• Activity: Where a line contains "Identify the penalty", start there and write out that line and each one after it, word for word, through the final line of the entries; add nothing else.

• Dataset excerpts:
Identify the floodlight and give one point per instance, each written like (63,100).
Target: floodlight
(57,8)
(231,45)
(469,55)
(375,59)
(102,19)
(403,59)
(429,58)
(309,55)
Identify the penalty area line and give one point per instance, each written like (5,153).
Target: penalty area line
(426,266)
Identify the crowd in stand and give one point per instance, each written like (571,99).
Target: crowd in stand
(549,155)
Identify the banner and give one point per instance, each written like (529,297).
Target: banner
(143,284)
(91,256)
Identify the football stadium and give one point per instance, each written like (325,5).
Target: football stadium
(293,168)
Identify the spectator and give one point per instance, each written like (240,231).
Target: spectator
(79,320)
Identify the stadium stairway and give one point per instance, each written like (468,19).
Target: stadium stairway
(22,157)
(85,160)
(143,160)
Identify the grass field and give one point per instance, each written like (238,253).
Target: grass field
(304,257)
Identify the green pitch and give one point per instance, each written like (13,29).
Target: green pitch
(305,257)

• Answer below:
Identify the penalty area line and give one point per instance, each written like (5,153).
Target: penalty area line
(426,266)
Identify the crowd in stand and give one point per instance, each written like (571,99).
Target: crowd in stand
(549,155)
Identify the banner and give one point per instance, each written like (529,297).
Target: banner
(143,284)
(91,256)
Identify the football stadium and give one point per instance, each written like (325,5).
Target: football stadium
(293,168)
Identify the spectator and give one point per instance, each written like (240,231).
Target: spectator
(79,320)
Identify the stadium stairway and give one point per instance, each written like (468,19).
Target: stadium stairway
(22,157)
(85,160)
(143,160)
Identify the grass field and give one point per instance, each written like (238,253).
Target: grass field
(304,257)
Identify the green pitch and give one point per instance, each written like (13,29).
Target: green pitch
(305,257)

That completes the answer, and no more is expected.